====== Data records ======

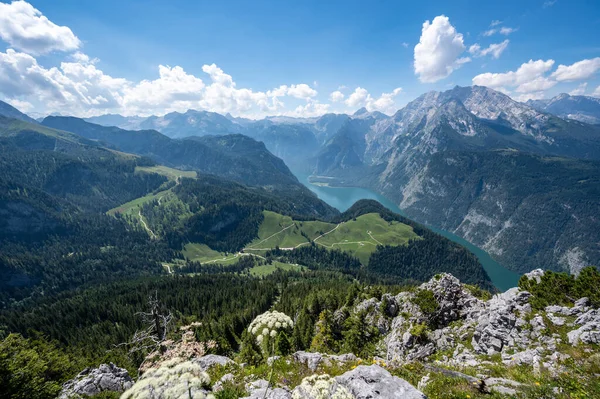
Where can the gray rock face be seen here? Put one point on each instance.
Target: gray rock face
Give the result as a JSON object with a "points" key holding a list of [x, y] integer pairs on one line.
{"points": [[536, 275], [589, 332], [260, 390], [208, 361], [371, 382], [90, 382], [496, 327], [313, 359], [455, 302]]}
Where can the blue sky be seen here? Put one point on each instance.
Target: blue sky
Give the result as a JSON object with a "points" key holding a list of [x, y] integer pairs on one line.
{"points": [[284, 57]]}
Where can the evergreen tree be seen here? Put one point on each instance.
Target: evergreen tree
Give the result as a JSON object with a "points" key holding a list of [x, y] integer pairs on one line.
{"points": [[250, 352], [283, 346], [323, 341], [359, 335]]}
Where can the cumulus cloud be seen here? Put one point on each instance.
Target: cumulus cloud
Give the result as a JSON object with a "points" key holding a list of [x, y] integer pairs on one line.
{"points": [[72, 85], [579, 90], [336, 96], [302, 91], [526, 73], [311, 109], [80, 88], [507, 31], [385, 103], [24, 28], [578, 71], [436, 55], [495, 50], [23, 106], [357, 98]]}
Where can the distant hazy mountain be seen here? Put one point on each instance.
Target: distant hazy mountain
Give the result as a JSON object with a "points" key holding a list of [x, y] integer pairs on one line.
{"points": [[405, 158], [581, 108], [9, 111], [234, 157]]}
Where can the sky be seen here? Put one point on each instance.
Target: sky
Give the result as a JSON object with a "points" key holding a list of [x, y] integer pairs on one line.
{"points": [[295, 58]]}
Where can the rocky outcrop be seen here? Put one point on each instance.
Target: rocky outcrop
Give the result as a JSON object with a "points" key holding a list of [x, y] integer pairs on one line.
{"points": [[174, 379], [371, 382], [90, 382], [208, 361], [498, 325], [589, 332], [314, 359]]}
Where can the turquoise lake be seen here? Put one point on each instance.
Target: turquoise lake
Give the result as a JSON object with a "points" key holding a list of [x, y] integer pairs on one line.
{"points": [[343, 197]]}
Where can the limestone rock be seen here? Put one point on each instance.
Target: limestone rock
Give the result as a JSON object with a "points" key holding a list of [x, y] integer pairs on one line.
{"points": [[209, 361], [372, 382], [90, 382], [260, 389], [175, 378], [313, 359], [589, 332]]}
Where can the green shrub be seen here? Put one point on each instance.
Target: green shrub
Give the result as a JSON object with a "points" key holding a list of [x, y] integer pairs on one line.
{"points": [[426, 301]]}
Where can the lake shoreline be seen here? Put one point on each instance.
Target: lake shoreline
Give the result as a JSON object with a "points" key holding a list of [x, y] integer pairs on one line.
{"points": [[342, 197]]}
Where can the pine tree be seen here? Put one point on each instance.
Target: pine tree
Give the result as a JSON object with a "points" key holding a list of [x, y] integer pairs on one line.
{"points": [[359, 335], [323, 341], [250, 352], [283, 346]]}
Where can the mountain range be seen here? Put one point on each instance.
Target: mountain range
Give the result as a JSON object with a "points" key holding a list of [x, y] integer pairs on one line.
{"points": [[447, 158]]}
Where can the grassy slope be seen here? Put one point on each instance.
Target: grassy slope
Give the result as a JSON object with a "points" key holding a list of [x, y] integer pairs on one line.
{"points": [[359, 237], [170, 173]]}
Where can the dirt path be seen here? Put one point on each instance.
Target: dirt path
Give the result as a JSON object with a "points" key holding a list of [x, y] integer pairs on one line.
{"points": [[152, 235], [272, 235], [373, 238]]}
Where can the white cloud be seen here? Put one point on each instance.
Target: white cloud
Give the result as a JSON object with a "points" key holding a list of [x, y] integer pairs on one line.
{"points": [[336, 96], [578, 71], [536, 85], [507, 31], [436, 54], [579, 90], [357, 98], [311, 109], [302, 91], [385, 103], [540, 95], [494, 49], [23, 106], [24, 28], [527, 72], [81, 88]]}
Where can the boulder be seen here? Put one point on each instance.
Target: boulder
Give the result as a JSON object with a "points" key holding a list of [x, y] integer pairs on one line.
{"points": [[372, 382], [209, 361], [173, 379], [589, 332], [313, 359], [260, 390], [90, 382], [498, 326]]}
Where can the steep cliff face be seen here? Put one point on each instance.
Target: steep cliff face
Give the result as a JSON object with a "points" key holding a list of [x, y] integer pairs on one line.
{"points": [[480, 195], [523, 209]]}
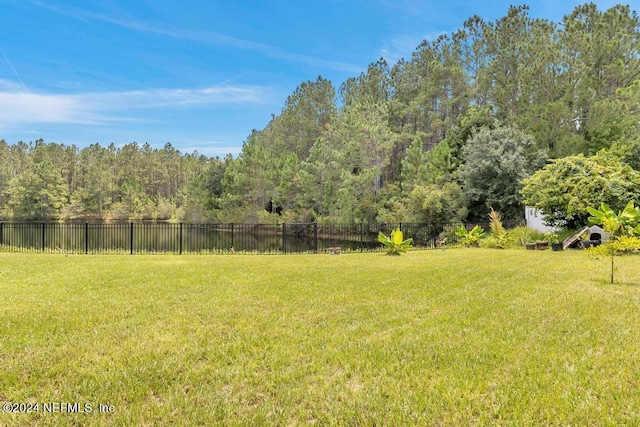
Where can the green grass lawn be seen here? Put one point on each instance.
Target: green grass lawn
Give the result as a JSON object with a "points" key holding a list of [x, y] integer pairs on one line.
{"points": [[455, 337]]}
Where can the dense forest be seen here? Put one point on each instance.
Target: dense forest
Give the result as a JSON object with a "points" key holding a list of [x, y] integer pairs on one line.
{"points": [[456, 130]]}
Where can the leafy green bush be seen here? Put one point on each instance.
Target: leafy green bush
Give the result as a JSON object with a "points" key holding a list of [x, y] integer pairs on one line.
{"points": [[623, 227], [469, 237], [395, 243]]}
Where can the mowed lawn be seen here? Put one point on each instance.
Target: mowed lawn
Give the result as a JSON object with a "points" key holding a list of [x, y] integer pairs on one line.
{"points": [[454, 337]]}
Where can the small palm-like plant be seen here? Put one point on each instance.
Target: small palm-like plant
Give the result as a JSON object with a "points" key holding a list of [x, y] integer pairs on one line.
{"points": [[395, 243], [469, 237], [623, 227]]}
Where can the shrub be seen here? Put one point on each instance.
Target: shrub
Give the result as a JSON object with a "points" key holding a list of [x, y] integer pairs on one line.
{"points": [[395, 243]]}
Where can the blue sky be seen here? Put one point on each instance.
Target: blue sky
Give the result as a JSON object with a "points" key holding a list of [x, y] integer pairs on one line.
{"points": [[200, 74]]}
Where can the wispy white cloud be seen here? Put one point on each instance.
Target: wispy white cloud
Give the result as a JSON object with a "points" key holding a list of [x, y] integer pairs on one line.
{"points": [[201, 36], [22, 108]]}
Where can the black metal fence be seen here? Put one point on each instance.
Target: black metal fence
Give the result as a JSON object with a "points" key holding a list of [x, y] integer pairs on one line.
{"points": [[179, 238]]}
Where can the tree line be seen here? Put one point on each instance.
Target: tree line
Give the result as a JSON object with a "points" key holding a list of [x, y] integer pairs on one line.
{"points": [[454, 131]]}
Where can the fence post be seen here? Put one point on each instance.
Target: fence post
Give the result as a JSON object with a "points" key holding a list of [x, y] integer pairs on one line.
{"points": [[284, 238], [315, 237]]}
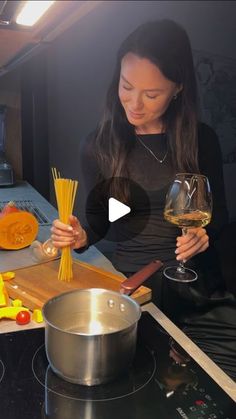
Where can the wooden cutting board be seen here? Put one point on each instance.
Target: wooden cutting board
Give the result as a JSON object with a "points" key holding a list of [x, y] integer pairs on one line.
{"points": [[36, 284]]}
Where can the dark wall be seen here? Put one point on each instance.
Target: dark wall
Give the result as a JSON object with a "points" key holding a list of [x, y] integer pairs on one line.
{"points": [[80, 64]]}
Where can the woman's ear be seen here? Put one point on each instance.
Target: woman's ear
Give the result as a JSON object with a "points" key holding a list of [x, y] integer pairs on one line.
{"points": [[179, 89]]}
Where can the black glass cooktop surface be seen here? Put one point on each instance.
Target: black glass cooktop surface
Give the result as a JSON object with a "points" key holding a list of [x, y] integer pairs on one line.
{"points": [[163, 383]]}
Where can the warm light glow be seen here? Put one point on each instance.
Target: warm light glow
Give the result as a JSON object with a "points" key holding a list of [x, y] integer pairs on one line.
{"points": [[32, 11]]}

======
====== Data records ======

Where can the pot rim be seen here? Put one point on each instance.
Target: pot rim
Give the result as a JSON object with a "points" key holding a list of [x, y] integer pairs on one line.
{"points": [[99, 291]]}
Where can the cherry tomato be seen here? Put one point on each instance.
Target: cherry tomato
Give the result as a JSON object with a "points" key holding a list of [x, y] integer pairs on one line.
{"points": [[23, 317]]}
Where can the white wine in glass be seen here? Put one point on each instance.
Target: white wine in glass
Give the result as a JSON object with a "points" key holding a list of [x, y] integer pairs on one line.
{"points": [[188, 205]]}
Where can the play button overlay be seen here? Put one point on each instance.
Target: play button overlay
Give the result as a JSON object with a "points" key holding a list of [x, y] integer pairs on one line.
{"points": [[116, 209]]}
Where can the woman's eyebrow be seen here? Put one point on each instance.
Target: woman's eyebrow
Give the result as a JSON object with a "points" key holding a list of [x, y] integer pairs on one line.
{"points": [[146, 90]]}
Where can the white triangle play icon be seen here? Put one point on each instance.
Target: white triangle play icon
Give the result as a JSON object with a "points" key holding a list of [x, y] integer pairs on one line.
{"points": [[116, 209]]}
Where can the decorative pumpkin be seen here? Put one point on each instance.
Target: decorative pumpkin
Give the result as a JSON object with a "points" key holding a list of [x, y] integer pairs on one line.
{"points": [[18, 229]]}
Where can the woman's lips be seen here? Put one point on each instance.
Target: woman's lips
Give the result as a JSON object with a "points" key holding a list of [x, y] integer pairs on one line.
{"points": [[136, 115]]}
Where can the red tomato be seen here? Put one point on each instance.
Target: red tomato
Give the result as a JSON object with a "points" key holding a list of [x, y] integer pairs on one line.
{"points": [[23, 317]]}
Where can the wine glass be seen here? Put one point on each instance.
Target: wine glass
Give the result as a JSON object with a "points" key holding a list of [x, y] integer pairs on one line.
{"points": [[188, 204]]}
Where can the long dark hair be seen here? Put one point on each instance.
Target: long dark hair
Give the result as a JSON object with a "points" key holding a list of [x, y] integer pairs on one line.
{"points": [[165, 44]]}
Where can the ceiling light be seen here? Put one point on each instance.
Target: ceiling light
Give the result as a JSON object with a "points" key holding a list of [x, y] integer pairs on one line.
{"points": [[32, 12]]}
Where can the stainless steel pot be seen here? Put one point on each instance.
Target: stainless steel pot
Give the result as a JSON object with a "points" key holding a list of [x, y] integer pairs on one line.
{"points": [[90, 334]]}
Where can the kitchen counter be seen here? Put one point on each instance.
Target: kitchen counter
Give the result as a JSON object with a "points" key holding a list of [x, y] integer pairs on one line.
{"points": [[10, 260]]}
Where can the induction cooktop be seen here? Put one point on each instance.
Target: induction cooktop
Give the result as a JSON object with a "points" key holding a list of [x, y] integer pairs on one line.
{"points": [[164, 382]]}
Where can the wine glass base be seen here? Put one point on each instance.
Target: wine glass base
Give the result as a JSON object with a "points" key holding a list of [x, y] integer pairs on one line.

======

#### What is expected:
Scan the entries above, and wherever a line holds the string "fence", copy it.

#### Task solution:
Where can the black metal fence be seen here? Put one point on each instance.
Target: black metal fence
Where can the fence post be seen here? Put one point on each instance.
Target: fence post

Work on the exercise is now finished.